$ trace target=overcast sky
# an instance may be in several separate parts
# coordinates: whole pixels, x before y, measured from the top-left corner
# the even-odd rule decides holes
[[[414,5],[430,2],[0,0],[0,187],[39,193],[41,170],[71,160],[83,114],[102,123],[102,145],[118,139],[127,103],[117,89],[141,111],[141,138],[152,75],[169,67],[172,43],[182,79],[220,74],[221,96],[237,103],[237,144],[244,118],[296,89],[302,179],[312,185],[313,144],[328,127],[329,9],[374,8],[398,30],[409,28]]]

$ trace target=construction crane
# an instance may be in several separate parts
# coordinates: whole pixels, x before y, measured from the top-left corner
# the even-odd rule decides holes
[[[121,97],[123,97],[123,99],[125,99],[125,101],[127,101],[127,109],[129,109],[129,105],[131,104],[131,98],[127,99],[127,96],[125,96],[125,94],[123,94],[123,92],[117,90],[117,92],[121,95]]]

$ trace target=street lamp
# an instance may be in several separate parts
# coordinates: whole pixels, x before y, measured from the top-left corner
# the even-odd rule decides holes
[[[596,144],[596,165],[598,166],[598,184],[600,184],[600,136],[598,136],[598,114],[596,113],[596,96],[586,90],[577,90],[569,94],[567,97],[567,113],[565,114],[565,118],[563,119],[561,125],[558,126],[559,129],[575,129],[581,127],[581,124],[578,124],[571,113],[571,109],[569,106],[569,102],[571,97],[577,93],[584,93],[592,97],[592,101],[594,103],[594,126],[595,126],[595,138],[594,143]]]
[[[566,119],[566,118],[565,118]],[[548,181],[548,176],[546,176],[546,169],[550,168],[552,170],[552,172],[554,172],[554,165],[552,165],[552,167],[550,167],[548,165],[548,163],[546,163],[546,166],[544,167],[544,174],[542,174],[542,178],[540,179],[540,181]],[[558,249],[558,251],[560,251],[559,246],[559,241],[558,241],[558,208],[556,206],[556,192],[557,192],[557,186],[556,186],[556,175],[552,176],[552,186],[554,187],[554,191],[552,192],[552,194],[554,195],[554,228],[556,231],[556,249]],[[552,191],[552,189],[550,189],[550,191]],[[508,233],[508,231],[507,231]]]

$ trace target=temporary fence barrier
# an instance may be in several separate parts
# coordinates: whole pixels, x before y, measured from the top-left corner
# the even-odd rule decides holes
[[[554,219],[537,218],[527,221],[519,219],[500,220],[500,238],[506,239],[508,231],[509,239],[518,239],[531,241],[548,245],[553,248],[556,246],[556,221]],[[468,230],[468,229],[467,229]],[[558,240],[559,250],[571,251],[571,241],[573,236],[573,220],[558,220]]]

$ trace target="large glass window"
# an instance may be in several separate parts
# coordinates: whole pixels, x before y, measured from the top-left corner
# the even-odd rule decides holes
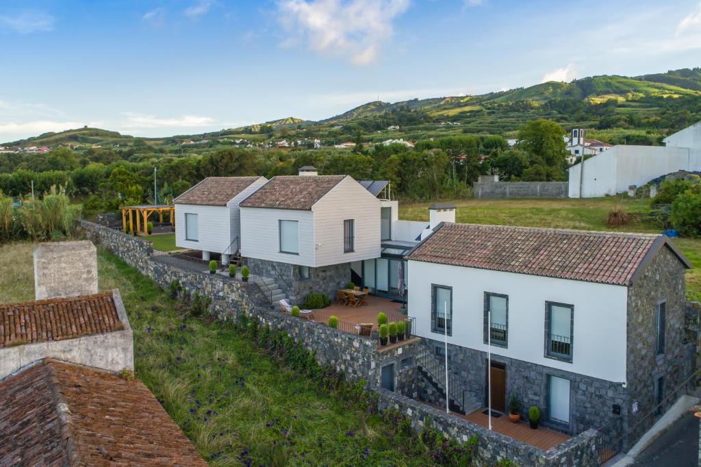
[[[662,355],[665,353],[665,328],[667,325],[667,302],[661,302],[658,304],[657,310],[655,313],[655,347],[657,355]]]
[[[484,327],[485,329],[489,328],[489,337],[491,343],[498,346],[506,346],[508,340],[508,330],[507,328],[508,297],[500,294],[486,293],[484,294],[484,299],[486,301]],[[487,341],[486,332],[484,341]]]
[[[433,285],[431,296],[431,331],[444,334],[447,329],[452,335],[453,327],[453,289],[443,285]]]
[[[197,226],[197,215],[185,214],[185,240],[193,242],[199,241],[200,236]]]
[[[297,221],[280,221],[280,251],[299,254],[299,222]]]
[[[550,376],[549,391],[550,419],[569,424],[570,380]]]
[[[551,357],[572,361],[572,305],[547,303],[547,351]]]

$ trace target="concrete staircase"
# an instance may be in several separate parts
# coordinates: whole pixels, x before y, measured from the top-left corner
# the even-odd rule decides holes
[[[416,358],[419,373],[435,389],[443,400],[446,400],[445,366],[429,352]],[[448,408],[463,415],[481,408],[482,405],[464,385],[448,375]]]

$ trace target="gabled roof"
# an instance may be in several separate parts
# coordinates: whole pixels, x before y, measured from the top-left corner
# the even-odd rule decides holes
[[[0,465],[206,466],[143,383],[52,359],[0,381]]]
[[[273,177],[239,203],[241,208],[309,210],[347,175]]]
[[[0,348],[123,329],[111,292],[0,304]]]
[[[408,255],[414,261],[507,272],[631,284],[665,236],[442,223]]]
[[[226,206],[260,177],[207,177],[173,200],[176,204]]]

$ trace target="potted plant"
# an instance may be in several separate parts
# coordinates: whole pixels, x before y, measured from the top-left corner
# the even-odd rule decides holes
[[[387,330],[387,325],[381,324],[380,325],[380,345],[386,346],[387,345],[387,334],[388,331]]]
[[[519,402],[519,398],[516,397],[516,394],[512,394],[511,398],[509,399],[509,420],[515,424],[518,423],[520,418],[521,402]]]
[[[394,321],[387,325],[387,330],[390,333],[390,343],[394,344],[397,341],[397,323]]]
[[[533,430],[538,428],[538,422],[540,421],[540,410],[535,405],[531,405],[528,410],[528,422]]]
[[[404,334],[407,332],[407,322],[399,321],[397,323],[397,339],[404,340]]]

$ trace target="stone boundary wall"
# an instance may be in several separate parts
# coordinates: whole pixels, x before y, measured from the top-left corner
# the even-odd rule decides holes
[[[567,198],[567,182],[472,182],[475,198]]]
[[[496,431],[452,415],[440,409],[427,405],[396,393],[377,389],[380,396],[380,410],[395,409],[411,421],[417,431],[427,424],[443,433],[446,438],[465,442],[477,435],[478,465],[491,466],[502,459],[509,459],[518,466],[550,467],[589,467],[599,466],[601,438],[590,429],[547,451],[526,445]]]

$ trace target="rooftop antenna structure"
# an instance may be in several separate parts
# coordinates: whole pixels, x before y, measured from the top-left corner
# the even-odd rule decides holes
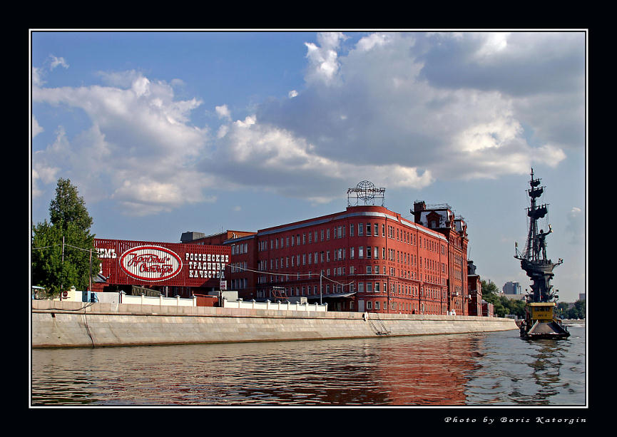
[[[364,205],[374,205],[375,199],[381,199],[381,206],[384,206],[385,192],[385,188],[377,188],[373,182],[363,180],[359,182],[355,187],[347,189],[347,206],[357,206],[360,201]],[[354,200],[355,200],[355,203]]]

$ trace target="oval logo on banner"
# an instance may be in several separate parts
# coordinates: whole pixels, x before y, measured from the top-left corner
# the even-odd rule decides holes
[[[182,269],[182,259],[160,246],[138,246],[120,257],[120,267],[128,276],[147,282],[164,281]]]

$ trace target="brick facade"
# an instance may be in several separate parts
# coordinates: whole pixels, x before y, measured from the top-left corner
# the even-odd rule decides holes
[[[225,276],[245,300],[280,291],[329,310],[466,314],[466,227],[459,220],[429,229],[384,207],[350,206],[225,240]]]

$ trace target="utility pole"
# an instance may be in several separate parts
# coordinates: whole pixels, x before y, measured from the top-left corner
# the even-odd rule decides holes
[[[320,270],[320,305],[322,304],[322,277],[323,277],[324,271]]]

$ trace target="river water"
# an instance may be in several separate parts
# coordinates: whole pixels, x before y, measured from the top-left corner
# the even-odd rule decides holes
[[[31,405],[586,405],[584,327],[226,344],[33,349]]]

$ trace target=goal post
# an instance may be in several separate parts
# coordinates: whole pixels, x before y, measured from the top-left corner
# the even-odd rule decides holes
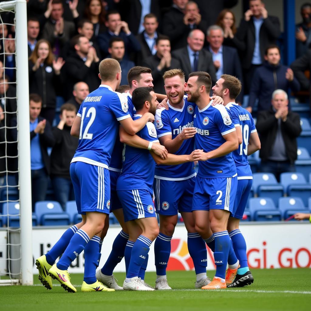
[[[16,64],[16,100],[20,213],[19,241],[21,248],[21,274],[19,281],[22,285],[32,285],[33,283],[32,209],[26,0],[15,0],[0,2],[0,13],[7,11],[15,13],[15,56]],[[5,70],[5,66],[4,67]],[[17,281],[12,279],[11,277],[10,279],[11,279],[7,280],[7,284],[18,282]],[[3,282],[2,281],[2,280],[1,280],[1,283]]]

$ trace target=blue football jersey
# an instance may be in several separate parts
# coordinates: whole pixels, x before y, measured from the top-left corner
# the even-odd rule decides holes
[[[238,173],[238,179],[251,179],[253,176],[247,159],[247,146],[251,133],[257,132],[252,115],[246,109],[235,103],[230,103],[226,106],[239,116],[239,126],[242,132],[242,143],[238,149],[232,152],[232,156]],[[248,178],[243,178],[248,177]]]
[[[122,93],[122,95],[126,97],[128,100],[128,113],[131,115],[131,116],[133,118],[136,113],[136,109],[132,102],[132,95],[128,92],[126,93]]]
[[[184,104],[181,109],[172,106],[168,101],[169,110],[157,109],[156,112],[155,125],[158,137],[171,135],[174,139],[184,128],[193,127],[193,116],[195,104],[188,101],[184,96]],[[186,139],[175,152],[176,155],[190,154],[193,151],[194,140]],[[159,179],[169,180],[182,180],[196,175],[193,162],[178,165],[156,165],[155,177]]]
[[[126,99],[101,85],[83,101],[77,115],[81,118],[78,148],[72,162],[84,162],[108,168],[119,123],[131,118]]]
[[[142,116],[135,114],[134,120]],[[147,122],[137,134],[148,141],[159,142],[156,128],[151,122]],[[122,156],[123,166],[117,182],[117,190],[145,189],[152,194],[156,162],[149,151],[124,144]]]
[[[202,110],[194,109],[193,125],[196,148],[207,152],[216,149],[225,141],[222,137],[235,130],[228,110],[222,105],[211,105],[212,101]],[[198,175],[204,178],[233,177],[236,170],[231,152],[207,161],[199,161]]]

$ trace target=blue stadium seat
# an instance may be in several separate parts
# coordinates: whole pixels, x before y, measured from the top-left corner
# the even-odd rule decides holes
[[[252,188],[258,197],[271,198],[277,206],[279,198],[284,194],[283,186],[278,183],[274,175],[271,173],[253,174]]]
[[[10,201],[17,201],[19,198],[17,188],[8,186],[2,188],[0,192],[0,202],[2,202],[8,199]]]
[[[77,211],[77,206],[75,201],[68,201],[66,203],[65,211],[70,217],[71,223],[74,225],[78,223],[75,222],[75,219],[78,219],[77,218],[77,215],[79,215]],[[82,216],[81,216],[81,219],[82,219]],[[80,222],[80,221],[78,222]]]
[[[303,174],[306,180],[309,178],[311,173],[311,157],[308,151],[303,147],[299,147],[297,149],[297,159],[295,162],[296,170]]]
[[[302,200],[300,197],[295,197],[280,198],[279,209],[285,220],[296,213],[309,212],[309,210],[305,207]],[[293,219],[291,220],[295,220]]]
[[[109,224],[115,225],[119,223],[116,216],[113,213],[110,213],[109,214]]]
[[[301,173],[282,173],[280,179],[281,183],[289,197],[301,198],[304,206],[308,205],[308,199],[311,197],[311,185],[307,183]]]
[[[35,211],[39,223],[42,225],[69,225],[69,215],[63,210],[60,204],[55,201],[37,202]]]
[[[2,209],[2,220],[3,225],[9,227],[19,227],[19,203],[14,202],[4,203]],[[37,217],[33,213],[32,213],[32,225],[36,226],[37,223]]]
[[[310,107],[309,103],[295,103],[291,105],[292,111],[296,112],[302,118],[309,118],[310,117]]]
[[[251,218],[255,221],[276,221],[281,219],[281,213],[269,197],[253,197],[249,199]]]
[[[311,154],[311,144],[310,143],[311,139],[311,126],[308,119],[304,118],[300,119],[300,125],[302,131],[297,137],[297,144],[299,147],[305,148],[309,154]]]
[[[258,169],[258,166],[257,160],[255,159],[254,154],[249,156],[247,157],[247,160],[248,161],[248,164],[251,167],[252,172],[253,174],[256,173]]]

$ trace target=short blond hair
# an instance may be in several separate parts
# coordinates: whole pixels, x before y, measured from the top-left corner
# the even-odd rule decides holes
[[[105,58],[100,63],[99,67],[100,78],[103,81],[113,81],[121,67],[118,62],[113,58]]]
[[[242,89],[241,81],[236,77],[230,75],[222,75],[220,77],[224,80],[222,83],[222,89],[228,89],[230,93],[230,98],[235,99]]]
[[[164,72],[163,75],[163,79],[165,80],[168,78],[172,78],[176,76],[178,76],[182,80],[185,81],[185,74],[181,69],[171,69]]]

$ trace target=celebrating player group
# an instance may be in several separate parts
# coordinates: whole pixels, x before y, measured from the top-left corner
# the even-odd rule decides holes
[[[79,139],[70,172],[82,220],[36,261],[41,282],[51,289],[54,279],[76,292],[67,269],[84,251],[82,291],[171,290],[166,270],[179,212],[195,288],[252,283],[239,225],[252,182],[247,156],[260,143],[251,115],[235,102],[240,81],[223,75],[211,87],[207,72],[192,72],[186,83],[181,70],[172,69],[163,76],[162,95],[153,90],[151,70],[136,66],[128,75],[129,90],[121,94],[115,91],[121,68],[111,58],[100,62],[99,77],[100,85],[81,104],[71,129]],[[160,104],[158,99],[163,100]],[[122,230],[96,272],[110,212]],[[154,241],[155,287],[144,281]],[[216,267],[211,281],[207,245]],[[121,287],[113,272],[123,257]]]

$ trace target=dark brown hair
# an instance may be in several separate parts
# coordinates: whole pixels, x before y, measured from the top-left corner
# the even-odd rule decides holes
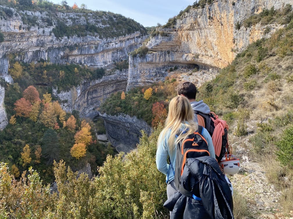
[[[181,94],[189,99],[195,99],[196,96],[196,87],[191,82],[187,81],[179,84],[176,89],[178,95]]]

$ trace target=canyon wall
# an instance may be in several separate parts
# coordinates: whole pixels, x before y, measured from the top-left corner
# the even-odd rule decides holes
------------------------------
WHAT YOU SHOULD DO — Find every line of the records that contains the string "hair" and copy each one out in full. Matching is case-sensitive.

ANSWER TO THIS PROBLEM —
$ trace target=short blond hair
$ trace target=dark brown hair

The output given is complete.